[START]

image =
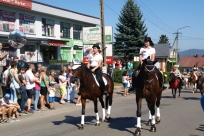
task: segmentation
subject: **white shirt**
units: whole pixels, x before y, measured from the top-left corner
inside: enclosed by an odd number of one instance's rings
[[[66,77],[64,77],[63,75],[59,75],[59,85],[66,85],[67,82],[62,83],[62,81],[60,79],[66,80]]]
[[[152,58],[152,54],[155,54],[156,51],[154,48],[152,48],[151,46],[149,48],[146,47],[142,47],[140,49],[140,54],[142,55],[142,59],[146,59],[148,56],[150,56],[150,59]]]
[[[35,82],[31,82],[31,79],[34,79],[34,75],[31,70],[27,70],[25,73],[26,80],[26,89],[33,89],[35,87]]]
[[[103,60],[103,57],[101,54],[96,54],[94,55],[90,55],[89,57],[89,61],[90,61],[90,66],[91,67],[96,67],[98,65],[99,60]]]
[[[55,97],[55,88],[50,86],[50,92],[49,92],[49,97]]]

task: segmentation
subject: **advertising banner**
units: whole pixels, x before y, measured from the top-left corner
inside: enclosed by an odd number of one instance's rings
[[[113,41],[112,26],[105,27],[105,41]],[[83,27],[83,43],[94,44],[101,43],[101,28],[100,27]]]

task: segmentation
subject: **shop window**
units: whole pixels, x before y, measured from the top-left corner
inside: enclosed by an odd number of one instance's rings
[[[0,10],[0,31],[10,32],[15,29],[15,12]]]
[[[42,18],[42,35],[54,36],[54,25],[54,20]]]
[[[60,22],[60,37],[61,38],[70,38],[70,24]]]
[[[73,25],[73,39],[82,39],[81,25]]]
[[[26,34],[34,34],[35,17],[25,14],[19,14],[19,30]]]

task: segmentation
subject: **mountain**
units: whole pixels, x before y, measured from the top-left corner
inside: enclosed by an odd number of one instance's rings
[[[189,49],[185,51],[179,51],[179,58],[182,58],[183,56],[203,56],[204,55],[204,49]]]

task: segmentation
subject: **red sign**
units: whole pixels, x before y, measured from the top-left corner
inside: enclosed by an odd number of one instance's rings
[[[65,46],[66,43],[63,41],[57,41],[57,40],[49,40],[48,44],[51,46]]]
[[[87,57],[83,58],[83,63],[88,63]],[[106,64],[113,64],[113,57],[110,56],[106,57]]]
[[[9,4],[12,6],[18,6],[21,8],[32,9],[31,0],[0,0],[0,3]]]

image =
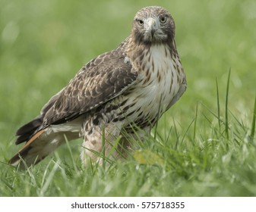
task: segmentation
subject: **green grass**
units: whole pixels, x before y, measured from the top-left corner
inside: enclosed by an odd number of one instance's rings
[[[81,140],[26,171],[8,165],[15,130],[152,5],[174,17],[188,80],[156,131],[105,166],[82,169]],[[0,196],[255,196],[255,11],[254,0],[2,0]]]

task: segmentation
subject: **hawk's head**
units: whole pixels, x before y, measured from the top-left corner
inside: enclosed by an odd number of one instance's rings
[[[146,7],[136,14],[132,28],[132,36],[136,43],[171,43],[174,35],[174,20],[165,8]]]

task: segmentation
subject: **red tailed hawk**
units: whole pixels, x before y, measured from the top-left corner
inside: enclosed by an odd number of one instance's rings
[[[26,144],[9,163],[37,164],[66,140],[79,137],[84,139],[82,163],[100,163],[96,152],[104,149],[107,155],[124,132],[132,136],[134,126],[149,132],[186,89],[174,37],[174,20],[166,9],[140,10],[131,35],[119,46],[88,62],[38,117],[17,131],[15,144]],[[120,145],[128,148],[125,141]],[[118,154],[112,150],[112,157]]]

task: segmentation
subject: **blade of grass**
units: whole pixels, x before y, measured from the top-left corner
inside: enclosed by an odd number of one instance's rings
[[[226,84],[226,104],[225,104],[225,132],[226,138],[229,139],[229,117],[228,117],[228,101],[229,101],[229,81],[230,81],[231,68],[229,68],[228,81]]]
[[[219,86],[218,86],[218,80],[216,78],[216,97],[217,97],[217,116],[218,116],[218,123],[219,123],[219,128],[220,129],[220,95],[219,95]]]
[[[252,117],[252,122],[251,122],[251,134],[250,134],[250,139],[252,141],[254,137],[254,132],[255,132],[255,120],[256,120],[256,96],[254,99],[254,110]]]
[[[194,133],[193,133],[193,139],[195,139],[195,132],[197,129],[197,120],[198,120],[198,102],[197,103],[197,108],[195,108],[195,117],[194,117]]]

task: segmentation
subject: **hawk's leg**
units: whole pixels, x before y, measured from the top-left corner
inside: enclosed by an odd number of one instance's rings
[[[84,132],[81,157],[84,166],[92,162],[103,164],[103,160],[111,160],[125,157],[126,139],[120,137],[120,129],[112,123],[104,126],[94,126]],[[109,161],[110,160],[110,161]]]

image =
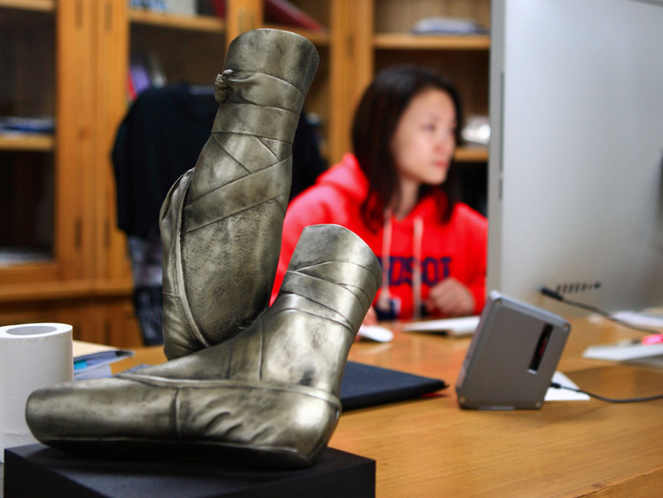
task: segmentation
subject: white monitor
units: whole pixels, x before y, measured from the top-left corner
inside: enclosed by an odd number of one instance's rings
[[[493,0],[487,290],[663,306],[663,0]]]

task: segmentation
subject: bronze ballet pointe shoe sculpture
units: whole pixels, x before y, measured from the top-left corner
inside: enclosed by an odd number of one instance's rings
[[[38,390],[28,424],[64,448],[309,465],[336,426],[348,353],[381,279],[354,233],[308,227],[276,300],[238,335],[133,374]]]
[[[169,359],[230,339],[269,304],[292,142],[318,62],[311,42],[287,31],[258,29],[230,43],[211,136],[161,208]]]

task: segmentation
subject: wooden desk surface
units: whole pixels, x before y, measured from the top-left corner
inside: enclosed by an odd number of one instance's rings
[[[663,400],[546,403],[541,410],[459,408],[453,386],[468,339],[403,332],[355,343],[350,359],[445,379],[433,398],[343,413],[331,446],[377,461],[377,496],[663,497]],[[606,321],[573,322],[559,369],[581,389],[614,397],[663,393],[663,370],[582,358],[590,344],[633,332]],[[163,361],[159,348],[133,362]],[[127,360],[119,364],[127,367]]]

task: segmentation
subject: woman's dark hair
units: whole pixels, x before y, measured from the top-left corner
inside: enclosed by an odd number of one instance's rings
[[[414,96],[433,88],[451,97],[456,110],[456,143],[459,142],[463,114],[454,86],[442,75],[426,68],[412,65],[393,66],[381,71],[371,84],[357,108],[352,122],[355,156],[368,180],[368,195],[362,207],[366,224],[377,230],[385,207],[400,195],[398,175],[389,144],[401,116]],[[453,161],[441,185],[422,185],[419,198],[437,192],[442,221],[448,220],[459,198],[459,184]],[[445,195],[441,195],[442,193]]]

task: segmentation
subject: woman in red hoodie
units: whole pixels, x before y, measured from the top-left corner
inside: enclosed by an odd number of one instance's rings
[[[478,313],[485,299],[485,218],[457,200],[455,89],[428,69],[381,71],[352,124],[355,154],[297,197],[283,224],[272,298],[302,229],[336,224],[375,253],[382,286],[364,323]]]

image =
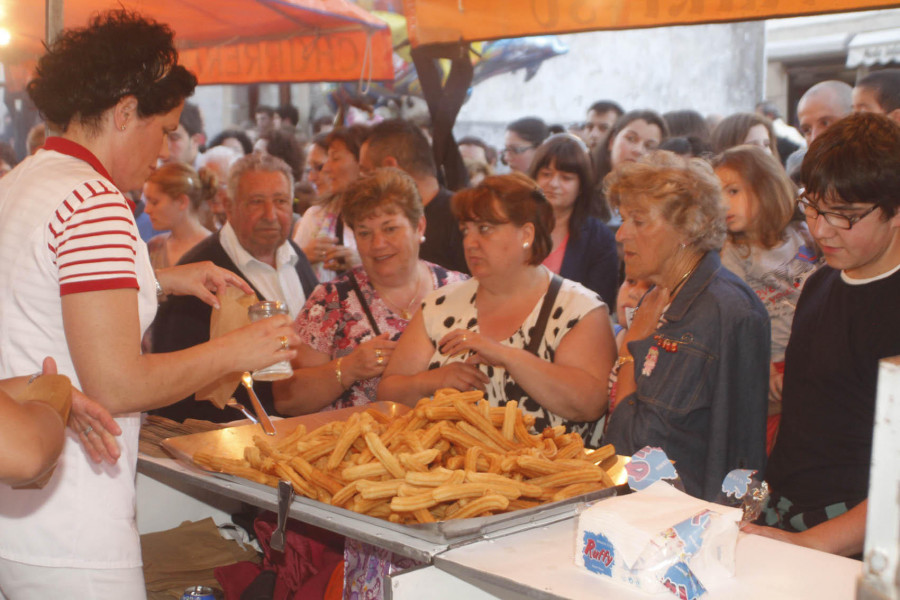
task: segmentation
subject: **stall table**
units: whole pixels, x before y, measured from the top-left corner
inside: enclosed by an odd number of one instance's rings
[[[267,510],[277,508],[274,489],[228,480],[174,459],[141,455],[138,470],[178,493],[213,494]],[[139,497],[139,513],[141,502]],[[170,506],[170,510],[176,508]],[[577,519],[571,514],[458,544],[431,542],[360,520],[336,518],[324,505],[305,498],[294,500],[289,515],[424,563],[391,578],[390,589],[397,600],[650,597],[575,566],[572,553]],[[861,563],[855,560],[742,534],[736,576],[707,582],[708,598],[845,600],[854,597],[860,573]]]

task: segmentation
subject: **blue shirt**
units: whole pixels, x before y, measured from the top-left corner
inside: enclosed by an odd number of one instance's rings
[[[604,441],[629,456],[644,446],[662,448],[685,491],[714,500],[732,469],[763,474],[769,316],[712,251],[664,321],[654,335],[628,344],[637,391],[619,400]]]

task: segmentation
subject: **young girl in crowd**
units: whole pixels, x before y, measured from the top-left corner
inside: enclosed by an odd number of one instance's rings
[[[553,207],[553,248],[544,266],[597,292],[613,306],[619,257],[609,227],[590,215],[593,190],[587,146],[568,133],[550,136],[538,147],[528,174]]]
[[[185,252],[212,233],[201,224],[200,214],[217,192],[217,178],[207,169],[197,173],[188,165],[168,163],[150,175],[144,184],[144,210],[153,228],[166,232],[147,243],[154,269],[175,266]]]
[[[722,264],[747,282],[769,312],[772,356],[766,449],[781,413],[784,350],[794,308],[822,254],[798,218],[796,193],[781,164],[758,146],[736,146],[713,160],[728,210]]]

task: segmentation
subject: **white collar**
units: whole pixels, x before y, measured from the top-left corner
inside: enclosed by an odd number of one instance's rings
[[[263,262],[250,254],[247,249],[241,245],[237,238],[237,233],[235,233],[234,227],[231,226],[230,222],[226,222],[222,226],[222,229],[219,230],[219,243],[222,244],[225,253],[228,254],[239,269],[243,270],[249,264],[266,265],[267,267],[272,268],[268,263]],[[297,264],[298,260],[299,257],[297,256],[297,253],[287,240],[275,250],[275,265],[278,267],[287,265],[294,266]]]

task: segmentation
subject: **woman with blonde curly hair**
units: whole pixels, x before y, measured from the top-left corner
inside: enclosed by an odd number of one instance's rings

[END]

Task to carry out »
Collect every line of the listing above that contains the word "grass".

Full response »
subject: **green grass**
subject: **blade of grass**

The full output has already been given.